Work to be completed:
Extract each line below that contains the word "with", and reproduce those lines in full and in their original order.

** START Supplied records **

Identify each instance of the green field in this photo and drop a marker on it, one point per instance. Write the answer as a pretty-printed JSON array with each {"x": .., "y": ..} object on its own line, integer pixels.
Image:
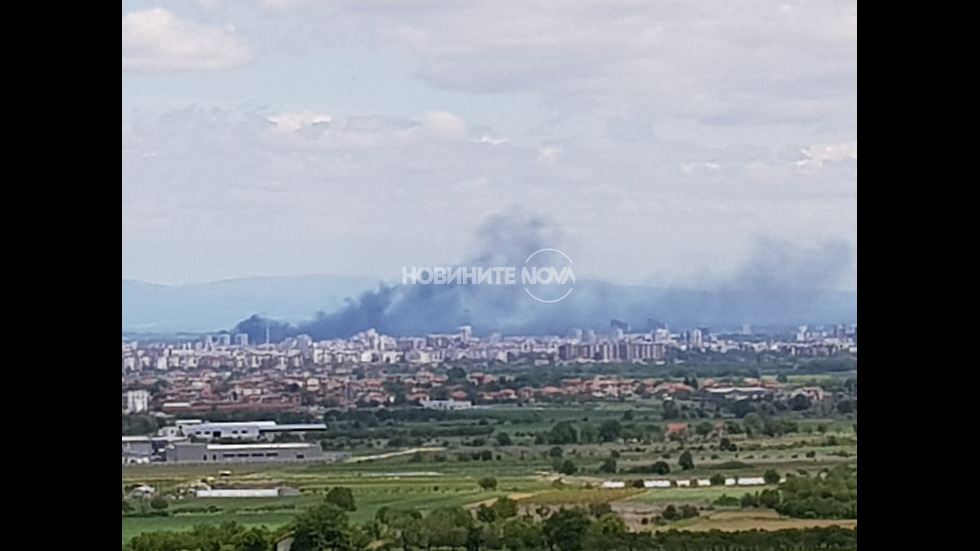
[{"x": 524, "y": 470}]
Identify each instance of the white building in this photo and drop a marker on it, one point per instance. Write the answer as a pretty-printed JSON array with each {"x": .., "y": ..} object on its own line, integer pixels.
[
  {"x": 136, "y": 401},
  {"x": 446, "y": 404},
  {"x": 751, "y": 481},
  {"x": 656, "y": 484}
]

** END Supplied records **
** START Supplied records **

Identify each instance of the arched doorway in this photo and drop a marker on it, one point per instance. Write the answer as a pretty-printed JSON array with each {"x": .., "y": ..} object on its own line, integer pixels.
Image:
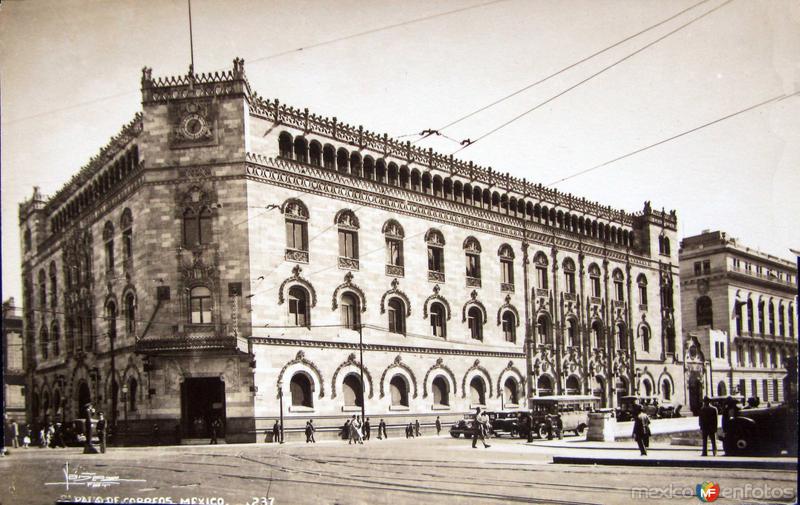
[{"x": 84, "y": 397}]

** END Supplied records **

Task result:
Identify each instance of the green field in this photo and drop a marker on it, one point per instance. Write the answer as a pretty-printed JSON array with each {"x": .., "y": ..} object on its own line, integer pixels.
Identify each instance of the white building in this photo and drop a marker on it, one point per instance. Write the answer as a pretty-printed JSON array with each {"x": .., "y": ..} object on its own line, integer pixels.
Identify each instance of the arched doorway in this photo and drop a marker on it, one point per instance. Write the answer as a pretty-printed JSON array with each {"x": .., "y": ..} object on its own line, integer pixels.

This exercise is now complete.